▶ _PASSAGE_
+---+
Moving beyond hype: Could one-two treatment restore damaged heart muscle?
Heart attacks can cause immediate death. But in survivors, the blockage of blood flow can kill so many heart muscle cells that heart failure can follow months or years afterwards. Heart disease is the leading cause of hospital admission and death in the United States.
“A heart attack causes a loss of muscle and leaves the heart with a scar that does not contract and so impairs the heart’s pumping function,” says Tim Kamp, a professor of medicine who is co-leader of a new grant designed to attack two roadblocks that have stymied efforts to restore heart muscle with muscle cells grown from stem cells.
Kamp, who directs the Stem Cell and Regenerative Medicine Center at the University of Wisconsin–Madison, says, “Everybody involved in treating these patients knows that this scarring often leads to a continual decline in heart function with heart failure and even death.”
Sixteen percent of men, and 22 percent of women, develop heart failure after myocardial infarction – heart attack. Coronary artery disease – the category that includes stoppage of blood flow — causes one in seven deaths in the United States.
Adult stem cell injections seemed a logical way to form new heart muscle cells and repair the damaged muscle. But in dozens of experiments, the cells either washed out of the heart or failed to develop into the specialized muscle cells – the cardiomyocytes — that power cardiac contractions. “The benefits were mixed, modest at best,” says Kamp.
+---+
▶ _SOURCE MATERIAL_
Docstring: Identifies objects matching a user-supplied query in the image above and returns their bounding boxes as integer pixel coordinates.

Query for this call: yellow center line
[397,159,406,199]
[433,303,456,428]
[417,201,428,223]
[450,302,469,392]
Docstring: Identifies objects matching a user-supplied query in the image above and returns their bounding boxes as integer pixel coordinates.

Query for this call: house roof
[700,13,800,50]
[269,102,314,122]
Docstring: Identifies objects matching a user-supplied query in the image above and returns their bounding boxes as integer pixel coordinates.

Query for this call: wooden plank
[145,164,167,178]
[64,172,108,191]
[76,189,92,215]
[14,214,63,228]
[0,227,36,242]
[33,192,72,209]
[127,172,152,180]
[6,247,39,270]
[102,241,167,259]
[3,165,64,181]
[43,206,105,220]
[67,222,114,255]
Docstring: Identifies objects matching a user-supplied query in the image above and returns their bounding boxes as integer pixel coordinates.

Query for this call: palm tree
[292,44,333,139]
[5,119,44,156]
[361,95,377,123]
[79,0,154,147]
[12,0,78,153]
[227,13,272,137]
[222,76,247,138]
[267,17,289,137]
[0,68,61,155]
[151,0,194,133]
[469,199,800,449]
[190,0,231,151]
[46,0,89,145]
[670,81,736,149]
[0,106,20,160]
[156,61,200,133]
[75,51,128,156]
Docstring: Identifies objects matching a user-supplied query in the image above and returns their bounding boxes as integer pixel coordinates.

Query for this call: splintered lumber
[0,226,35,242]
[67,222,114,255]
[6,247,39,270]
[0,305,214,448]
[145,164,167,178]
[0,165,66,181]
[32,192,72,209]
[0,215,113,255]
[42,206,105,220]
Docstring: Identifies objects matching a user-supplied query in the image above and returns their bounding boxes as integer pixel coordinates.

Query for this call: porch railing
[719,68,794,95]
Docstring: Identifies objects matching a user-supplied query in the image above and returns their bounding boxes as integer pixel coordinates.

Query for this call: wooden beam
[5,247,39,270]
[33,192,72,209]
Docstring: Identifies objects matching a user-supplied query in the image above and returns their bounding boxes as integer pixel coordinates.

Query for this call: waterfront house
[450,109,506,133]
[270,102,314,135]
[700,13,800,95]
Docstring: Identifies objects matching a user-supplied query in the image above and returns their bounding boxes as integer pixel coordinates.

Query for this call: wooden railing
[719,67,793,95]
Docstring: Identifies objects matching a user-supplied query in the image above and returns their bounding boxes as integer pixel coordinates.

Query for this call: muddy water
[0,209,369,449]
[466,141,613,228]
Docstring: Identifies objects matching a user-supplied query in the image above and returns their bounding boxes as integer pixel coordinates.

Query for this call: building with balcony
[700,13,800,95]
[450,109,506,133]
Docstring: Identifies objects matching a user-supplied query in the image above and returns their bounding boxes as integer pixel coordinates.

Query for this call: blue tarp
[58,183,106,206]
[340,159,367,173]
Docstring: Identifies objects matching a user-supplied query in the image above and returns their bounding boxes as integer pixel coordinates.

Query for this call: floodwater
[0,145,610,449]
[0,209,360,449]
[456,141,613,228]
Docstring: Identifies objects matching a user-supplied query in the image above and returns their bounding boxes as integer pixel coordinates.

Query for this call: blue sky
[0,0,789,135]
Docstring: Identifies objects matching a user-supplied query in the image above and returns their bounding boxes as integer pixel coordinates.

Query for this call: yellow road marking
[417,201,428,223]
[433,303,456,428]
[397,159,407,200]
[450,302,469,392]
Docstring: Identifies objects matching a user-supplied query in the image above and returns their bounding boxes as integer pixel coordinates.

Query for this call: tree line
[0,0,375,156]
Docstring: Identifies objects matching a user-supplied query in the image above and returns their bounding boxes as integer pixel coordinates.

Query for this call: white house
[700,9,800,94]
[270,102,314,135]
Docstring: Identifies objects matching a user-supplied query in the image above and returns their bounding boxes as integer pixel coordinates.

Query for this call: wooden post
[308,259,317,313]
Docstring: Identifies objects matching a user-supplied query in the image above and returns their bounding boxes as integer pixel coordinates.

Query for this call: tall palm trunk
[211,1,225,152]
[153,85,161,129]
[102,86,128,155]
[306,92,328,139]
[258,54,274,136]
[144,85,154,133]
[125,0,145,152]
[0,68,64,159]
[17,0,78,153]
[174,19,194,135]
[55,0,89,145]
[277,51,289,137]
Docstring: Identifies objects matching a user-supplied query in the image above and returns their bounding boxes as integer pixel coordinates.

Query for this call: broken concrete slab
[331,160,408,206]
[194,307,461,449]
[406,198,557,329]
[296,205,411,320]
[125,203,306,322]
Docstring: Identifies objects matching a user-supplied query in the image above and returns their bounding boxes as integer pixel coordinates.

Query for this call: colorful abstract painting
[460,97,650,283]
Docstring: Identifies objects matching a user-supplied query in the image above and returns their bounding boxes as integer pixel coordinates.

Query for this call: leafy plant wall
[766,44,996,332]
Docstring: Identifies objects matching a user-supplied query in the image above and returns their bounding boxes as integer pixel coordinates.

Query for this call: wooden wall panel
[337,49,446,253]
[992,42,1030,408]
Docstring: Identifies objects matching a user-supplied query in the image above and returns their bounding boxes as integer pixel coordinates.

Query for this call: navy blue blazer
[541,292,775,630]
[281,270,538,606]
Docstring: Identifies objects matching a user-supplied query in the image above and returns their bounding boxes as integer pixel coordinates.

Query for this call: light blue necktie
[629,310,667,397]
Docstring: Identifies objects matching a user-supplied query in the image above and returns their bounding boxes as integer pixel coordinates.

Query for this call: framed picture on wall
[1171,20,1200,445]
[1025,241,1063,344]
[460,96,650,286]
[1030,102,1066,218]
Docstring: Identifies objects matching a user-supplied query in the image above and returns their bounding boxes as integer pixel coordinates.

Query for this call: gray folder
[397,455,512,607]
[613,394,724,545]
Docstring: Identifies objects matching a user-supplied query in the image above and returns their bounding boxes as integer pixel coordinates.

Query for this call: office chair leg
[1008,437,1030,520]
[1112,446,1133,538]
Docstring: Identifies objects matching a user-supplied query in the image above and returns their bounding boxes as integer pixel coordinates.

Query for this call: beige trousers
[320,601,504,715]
+---+
▶ _WHAT TO PRODUCE_
Proceed with the passage on restoring damaged heart muscle, picking up after its last sentence. The material plays no part in what comes next.

▶ _ANSWER BOX_
After years of preliminary investigations, however, Kamp and Amish Raval, a professor of cardiology, researcher and entrepreneur, hope that a combination of two cutting-edge approaches would use a fabric-like material to prevent “wash-out” and successfully implant cardiomyocytes to damaged hearts.
Aided by a Regenerative Medicine Innovation Project grant from the National Heart, Lung, and Blood Institute, part of the National Institutes of Health, the two will lead a group to test that idea in pigs over two years.
Having committed cells could be a major advance, Raval says. “The first stem-cells therapies started with cells that I call ‘the model T.’ Now, we are moving to the Buick.” The cells originate as induced pluripotent stem cells (iPSCs) – a relative of embryonic stem cells that is based on reprogramming adult cells.
Two Madison-based businesses, and sources at the University of Wisconsin–Madison, also helped to fund the research. Fujifilm Cellular Dynamics Inc., one of the largest commercial sources of stem cell products, produces the committed cardiac progenitor cells that will be tested. These committed cells are ready to transform themselves into cardiomyocytes.
Fujifilm bought CDI, a company whose founders included Kamp and UW–Madison stem cell pioneer James Thomson, but the operations remain in Madison. Kamp has no ownership position but is a consultant for the company.
Raval is a founder and board chair of the second commercial supporter, Cellular Logistics, Inc., which makes a freeze-dried matrix from the same proteins that naturally holds cardiomyocytes in place in the heart. The material is called extracellular matrix (ECM) because it scaffolds cells from the outside.
When the heart pumps, internal pressures often eject would-be replacement cells through lymph channels and blood vessels. Raval’s group has already shown in mice that injecting extracellular matrix proteins along with new cells creates mechanical restraints that avoid the “wash-out” problem.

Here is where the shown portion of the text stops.